━━ Extract

Sure I do, because it matters a lot for things like - wait for it - things
like checksumming it.
I've already told you the reason: they did the mistake of wanting to be
case-independent, and a (bad) case compare is easier in NFD.
Once you give strings semantic meaning (and "case independent" implies
that semantic meaning), suddenly normalization looks like a good idea, and
since you're going to corrupt the data *anyway*, who cares? You just
created a file like "Hello", and readdir() returns "hello" (because there
was an old file under that name), and it's a lot more obviously corrupt
than just due to normalization.
.. but you *have* to look at the octets at some point. They're kind of
what the string is built up of. They never went away, even if you chose to
ignore them. The encoding is really quite important, and is visible both
in memory and on disk.
It's what shows up when you sha1sum, but it's also as simple as what shows
up when you do an "ls -l" and look at a file size.

━━━━
━━ Supplied data

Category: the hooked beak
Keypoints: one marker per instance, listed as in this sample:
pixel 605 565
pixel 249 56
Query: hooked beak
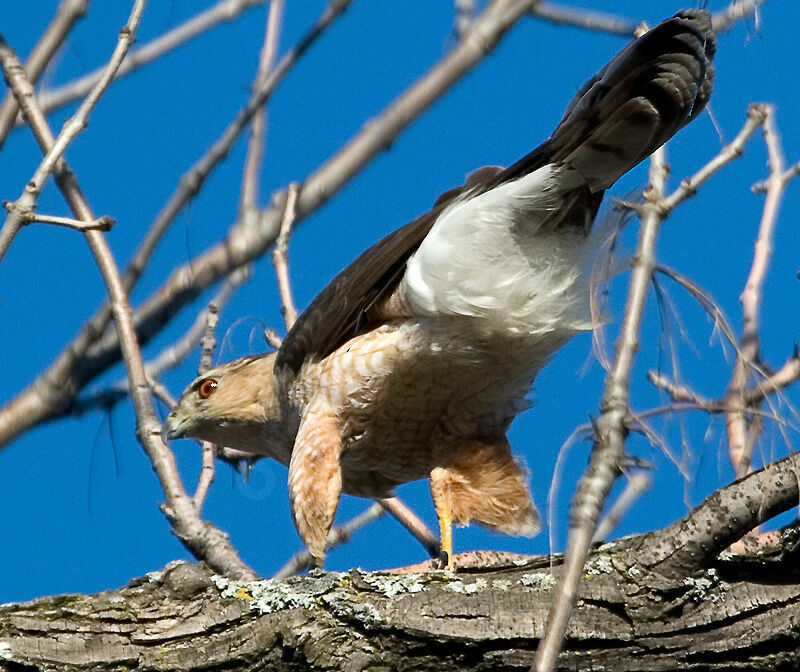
pixel 172 428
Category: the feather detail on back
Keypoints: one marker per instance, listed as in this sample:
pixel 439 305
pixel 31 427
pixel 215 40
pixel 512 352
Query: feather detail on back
pixel 512 256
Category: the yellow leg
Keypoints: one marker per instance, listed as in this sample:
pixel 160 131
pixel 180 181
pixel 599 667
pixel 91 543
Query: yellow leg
pixel 446 537
pixel 440 491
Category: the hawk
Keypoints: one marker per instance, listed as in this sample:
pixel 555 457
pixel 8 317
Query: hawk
pixel 415 359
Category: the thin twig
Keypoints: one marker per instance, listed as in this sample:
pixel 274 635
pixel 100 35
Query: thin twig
pixel 756 114
pixel 464 11
pixel 103 223
pixel 280 257
pixel 737 10
pixel 695 541
pixel 255 146
pixel 53 390
pixel 227 10
pixel 200 537
pixel 67 14
pixel 336 537
pixel 413 523
pixel 209 340
pixel 272 338
pixel 638 484
pixel 206 477
pixel 168 358
pixel 783 377
pixel 748 353
pixel 676 392
pixel 23 90
pixel 209 343
pixel 610 430
pixel 586 19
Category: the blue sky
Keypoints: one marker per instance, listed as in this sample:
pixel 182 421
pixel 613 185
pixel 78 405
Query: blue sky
pixel 78 499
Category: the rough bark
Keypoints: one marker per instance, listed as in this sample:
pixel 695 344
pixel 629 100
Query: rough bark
pixel 740 614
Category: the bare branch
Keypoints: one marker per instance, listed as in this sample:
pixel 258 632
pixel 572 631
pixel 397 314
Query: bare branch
pixel 737 10
pixel 783 377
pixel 676 392
pixel 103 223
pixel 724 517
pixel 609 449
pixel 201 538
pixel 586 19
pixel 748 353
pixel 338 535
pixel 67 14
pixel 464 9
pixel 54 389
pixel 756 114
pixel 280 258
pixel 22 89
pixel 638 484
pixel 226 10
pixel 413 523
pixel 169 358
pixel 247 202
pixel 272 338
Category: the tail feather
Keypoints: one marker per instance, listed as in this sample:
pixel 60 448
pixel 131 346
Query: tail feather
pixel 637 102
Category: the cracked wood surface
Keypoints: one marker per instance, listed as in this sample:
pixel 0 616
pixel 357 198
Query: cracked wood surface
pixel 740 615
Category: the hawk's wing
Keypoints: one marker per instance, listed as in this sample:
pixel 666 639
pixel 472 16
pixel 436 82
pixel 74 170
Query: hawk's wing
pixel 630 108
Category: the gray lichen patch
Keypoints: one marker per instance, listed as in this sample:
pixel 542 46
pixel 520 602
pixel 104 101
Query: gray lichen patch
pixel 600 563
pixel 269 596
pixel 390 585
pixel 458 586
pixel 538 580
pixel 706 587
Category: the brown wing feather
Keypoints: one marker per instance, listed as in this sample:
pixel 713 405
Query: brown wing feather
pixel 647 92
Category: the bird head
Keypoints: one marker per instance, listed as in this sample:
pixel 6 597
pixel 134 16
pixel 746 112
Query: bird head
pixel 233 405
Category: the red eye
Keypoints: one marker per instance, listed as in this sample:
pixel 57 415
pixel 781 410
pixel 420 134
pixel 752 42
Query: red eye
pixel 206 388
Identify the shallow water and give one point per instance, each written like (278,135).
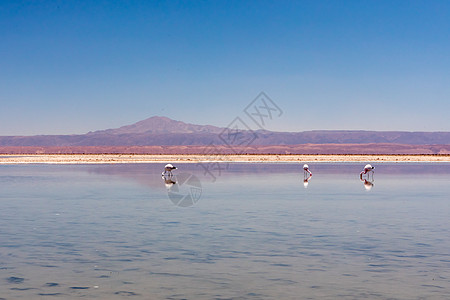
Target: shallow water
(112,232)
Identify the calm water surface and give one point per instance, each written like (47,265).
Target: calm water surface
(112,232)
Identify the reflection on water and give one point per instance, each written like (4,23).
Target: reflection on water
(109,232)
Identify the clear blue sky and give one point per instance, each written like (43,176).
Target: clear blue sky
(75,66)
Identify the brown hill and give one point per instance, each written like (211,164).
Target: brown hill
(162,131)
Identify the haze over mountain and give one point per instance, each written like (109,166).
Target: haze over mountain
(160,131)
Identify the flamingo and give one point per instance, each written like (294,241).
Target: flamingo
(168,170)
(368,169)
(306,175)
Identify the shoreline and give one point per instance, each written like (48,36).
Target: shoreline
(9,159)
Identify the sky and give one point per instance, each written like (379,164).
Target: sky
(69,67)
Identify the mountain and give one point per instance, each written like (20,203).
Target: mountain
(162,131)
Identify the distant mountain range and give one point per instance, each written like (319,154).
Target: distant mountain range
(158,133)
(162,131)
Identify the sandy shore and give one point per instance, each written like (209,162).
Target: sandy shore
(138,158)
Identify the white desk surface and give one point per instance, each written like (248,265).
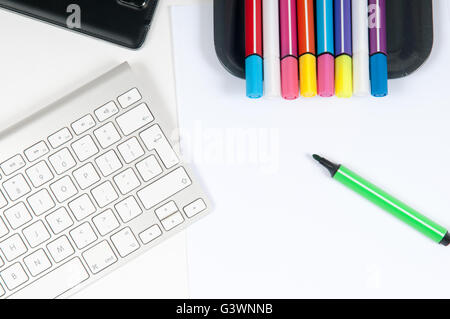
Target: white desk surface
(281,226)
(40,63)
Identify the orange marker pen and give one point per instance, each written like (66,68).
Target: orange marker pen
(307,48)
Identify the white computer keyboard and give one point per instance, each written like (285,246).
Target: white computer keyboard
(86,184)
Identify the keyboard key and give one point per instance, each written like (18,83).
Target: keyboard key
(41,202)
(63,189)
(56,282)
(127,181)
(150,234)
(36,151)
(106,222)
(128,209)
(125,242)
(14,276)
(164,188)
(3,201)
(83,235)
(104,194)
(84,124)
(135,119)
(108,163)
(3,229)
(195,208)
(16,187)
(59,138)
(36,234)
(86,176)
(129,98)
(172,221)
(60,249)
(84,148)
(37,262)
(154,139)
(107,135)
(106,111)
(166,210)
(59,220)
(39,174)
(18,215)
(149,168)
(62,161)
(12,165)
(13,247)
(82,207)
(131,150)
(99,257)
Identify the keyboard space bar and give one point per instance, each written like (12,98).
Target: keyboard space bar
(165,187)
(55,283)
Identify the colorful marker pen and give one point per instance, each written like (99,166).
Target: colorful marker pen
(343,47)
(360,31)
(385,201)
(271,43)
(289,50)
(253,48)
(307,48)
(378,51)
(325,47)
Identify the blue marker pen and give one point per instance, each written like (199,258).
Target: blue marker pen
(253,48)
(378,48)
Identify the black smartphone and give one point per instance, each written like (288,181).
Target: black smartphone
(123,22)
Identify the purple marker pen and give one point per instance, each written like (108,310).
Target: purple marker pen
(378,48)
(343,47)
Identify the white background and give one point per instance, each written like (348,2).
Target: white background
(293,231)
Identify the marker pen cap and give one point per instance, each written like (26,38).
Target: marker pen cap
(308,75)
(272,80)
(361,77)
(289,78)
(254,76)
(344,76)
(325,75)
(379,75)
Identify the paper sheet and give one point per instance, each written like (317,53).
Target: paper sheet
(281,226)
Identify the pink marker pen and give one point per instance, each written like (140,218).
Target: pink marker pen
(289,49)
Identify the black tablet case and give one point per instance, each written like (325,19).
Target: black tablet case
(409,35)
(105,19)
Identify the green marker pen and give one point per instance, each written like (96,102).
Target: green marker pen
(382,199)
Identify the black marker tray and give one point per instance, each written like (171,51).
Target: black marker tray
(409,35)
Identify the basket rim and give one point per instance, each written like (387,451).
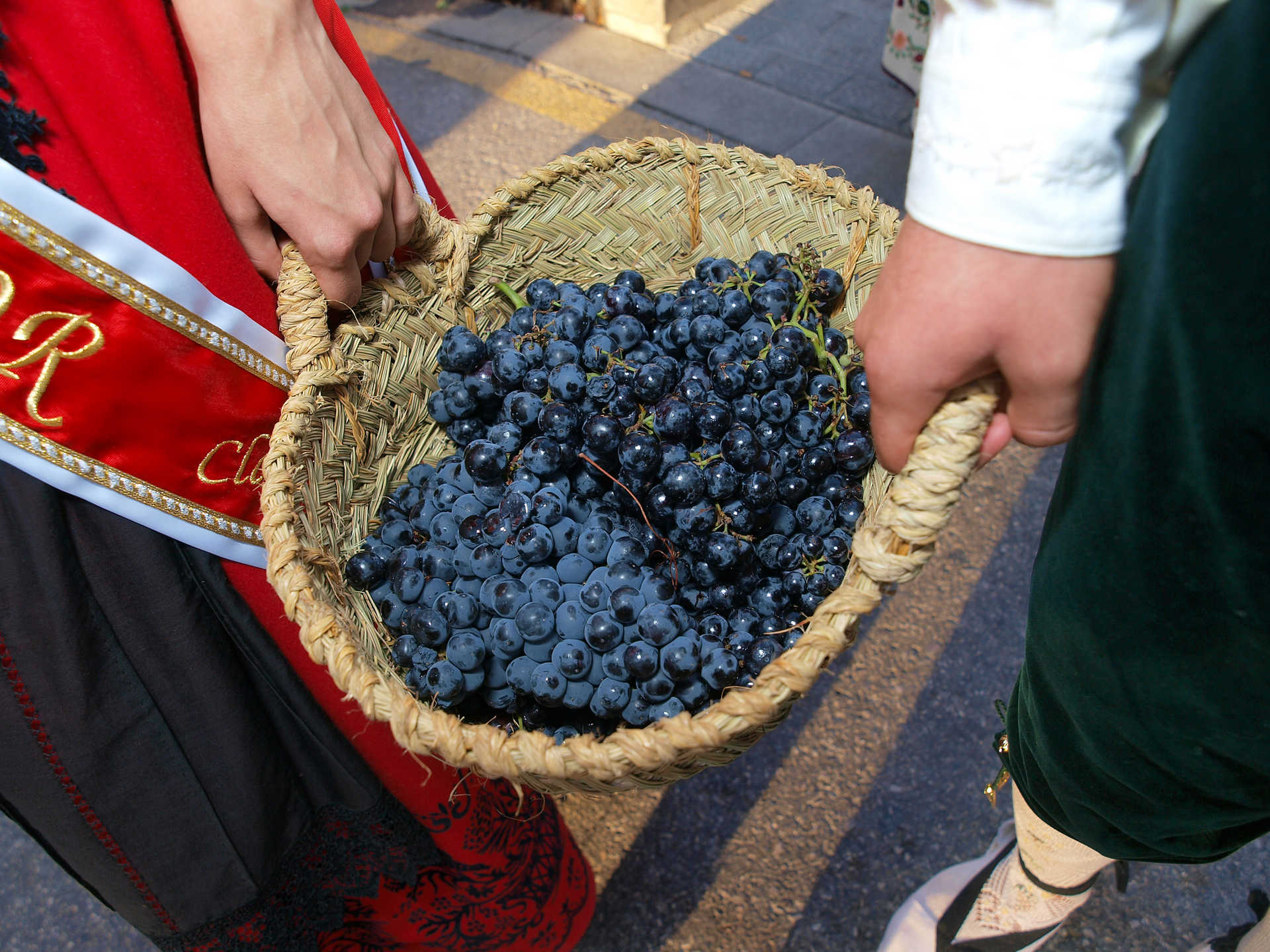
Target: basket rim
(890,545)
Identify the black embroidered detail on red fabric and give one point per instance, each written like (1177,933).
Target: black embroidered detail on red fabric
(378,881)
(18,128)
(41,736)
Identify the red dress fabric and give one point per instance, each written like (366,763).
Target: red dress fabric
(121,138)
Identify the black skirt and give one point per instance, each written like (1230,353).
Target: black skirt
(1141,720)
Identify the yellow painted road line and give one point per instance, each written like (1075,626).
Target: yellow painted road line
(771,865)
(581,110)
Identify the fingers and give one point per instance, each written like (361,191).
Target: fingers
(385,239)
(897,416)
(339,281)
(405,208)
(255,233)
(995,440)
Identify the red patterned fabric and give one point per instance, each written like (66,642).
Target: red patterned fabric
(122,139)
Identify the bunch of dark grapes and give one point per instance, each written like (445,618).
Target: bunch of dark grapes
(651,496)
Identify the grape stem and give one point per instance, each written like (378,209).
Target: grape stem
(669,549)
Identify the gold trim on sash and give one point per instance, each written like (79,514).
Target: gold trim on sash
(142,299)
(118,481)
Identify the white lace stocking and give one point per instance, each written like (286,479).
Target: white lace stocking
(1259,938)
(1011,903)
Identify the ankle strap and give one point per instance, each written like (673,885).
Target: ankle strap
(1057,890)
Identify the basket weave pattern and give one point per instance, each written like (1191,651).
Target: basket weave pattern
(356,422)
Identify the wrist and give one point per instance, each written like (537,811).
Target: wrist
(240,32)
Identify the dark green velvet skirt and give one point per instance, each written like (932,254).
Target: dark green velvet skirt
(1141,720)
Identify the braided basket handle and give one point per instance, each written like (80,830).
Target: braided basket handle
(900,539)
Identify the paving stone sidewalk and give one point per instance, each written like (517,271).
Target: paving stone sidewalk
(795,78)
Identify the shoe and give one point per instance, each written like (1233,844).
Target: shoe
(930,920)
(1230,942)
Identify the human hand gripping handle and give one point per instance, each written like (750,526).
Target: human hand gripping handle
(292,143)
(945,311)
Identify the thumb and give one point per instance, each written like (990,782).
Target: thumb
(1042,414)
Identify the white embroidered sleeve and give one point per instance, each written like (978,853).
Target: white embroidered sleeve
(1023,106)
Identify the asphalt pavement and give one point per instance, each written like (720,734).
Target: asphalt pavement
(810,840)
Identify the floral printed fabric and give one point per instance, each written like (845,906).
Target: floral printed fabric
(906,41)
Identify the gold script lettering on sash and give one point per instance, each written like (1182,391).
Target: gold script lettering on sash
(48,349)
(243,455)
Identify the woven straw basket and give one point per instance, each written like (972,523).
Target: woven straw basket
(356,422)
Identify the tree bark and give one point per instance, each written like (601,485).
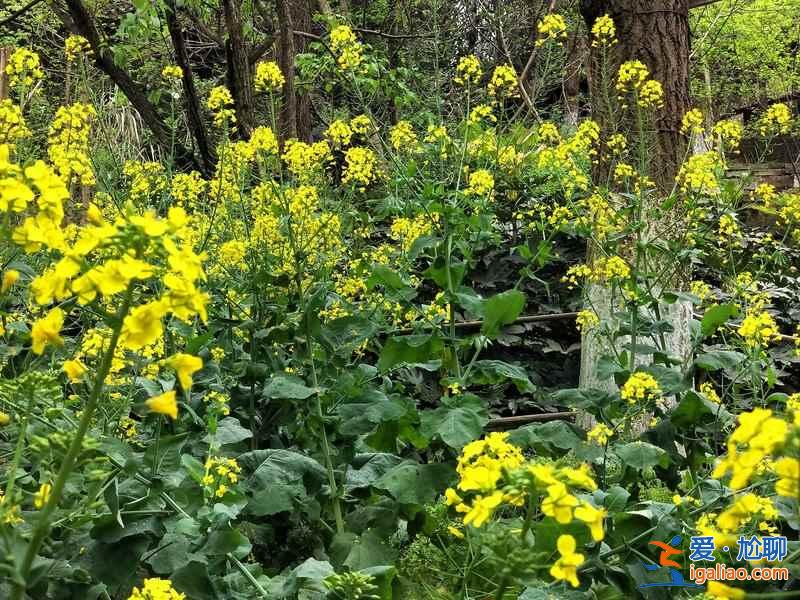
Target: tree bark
(239,75)
(301,19)
(286,53)
(655,32)
(84,25)
(192,104)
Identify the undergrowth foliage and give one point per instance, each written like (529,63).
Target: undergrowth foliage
(256,384)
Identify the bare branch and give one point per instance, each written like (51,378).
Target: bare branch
(18,13)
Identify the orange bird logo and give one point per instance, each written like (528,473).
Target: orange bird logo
(666,551)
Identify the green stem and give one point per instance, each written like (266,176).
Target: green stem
(43,525)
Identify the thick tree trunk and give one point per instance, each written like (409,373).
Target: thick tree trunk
(655,32)
(191,101)
(239,76)
(84,25)
(301,19)
(286,53)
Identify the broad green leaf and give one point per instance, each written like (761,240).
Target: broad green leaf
(547,437)
(716,316)
(412,483)
(458,423)
(227,541)
(715,360)
(230,431)
(366,469)
(447,279)
(497,371)
(641,455)
(288,387)
(364,413)
(500,310)
(409,350)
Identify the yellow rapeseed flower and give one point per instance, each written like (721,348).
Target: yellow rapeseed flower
(164,404)
(185,365)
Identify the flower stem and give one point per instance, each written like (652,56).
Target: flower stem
(43,525)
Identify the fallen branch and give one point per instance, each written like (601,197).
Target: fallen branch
(508,422)
(479,323)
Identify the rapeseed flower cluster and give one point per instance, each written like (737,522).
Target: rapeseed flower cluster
(220,103)
(604,32)
(346,48)
(777,120)
(406,231)
(566,566)
(12,123)
(76,46)
(339,133)
(172,73)
(221,474)
(493,472)
(269,77)
(599,434)
(361,167)
(156,589)
(587,320)
(68,142)
(24,68)
(758,435)
(403,137)
(699,174)
(481,184)
(758,329)
(503,83)
(305,161)
(693,122)
(728,134)
(634,78)
(468,71)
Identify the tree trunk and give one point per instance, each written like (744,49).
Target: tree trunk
(83,24)
(655,32)
(5,53)
(192,103)
(301,19)
(286,53)
(239,76)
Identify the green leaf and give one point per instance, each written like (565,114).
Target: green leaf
(616,498)
(370,550)
(501,310)
(716,316)
(364,413)
(715,360)
(447,279)
(288,387)
(412,483)
(584,398)
(547,437)
(497,371)
(414,350)
(230,431)
(692,409)
(641,455)
(227,541)
(366,469)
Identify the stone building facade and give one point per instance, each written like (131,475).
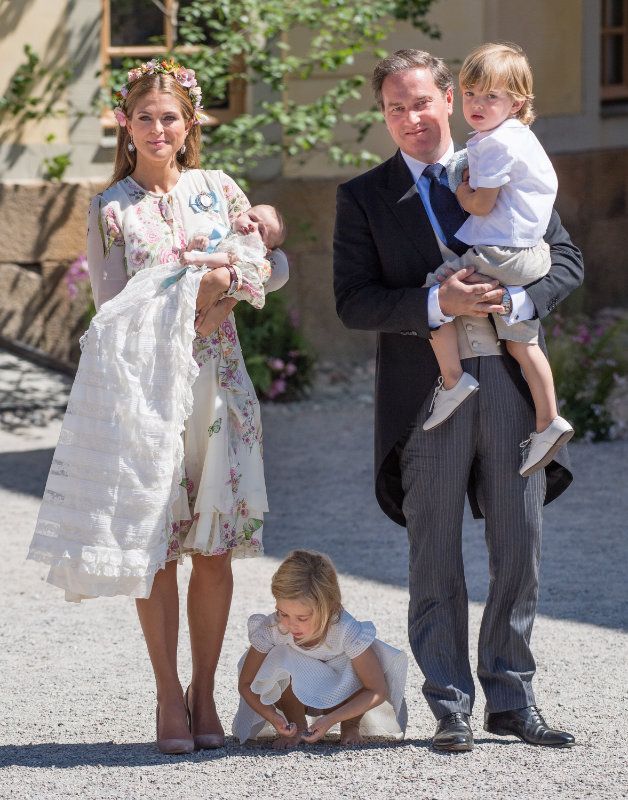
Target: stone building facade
(583,123)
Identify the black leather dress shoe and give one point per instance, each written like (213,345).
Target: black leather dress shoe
(528,725)
(453,733)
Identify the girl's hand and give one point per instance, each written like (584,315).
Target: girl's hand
(317,730)
(282,726)
(212,287)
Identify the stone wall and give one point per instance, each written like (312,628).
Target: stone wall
(44,230)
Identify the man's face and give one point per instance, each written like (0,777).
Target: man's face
(417,114)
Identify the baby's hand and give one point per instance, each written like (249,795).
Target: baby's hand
(317,730)
(198,242)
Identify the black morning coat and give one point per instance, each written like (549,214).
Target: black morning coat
(384,246)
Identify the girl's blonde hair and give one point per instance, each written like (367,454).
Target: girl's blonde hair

━━━━

» **Written instruction A**: Using the post about filename normalization, decide whether each statement agrees with it, answering yes or no and quoting the deciding words. (i) A case compare is easier in NFD. (ii) The encoding is visible only on disk. (iii) The octets went away once one chose to ignore them.
» **Written instruction B**: List every command or function that the post about filename normalization names.
» **Written instruction C**: Translate this sentence from the post about filename normalization into Spanish: "The encoding is really quite important, and is visible both in memory and on disk."
The rows play no part in this work.

» **Output A**:
(i) Yes: "a (bad) case compare is easier in NFD."
(ii) No: "is visible both in memory and on disk."
(iii) No: "They never went away, even if you chose to ignore them."

» **Output B**: readdir(), sha1sum, ls -l

» **Output C**: La codificación es realmente bastante importante, y es visible tanto en la memoria como en el disco.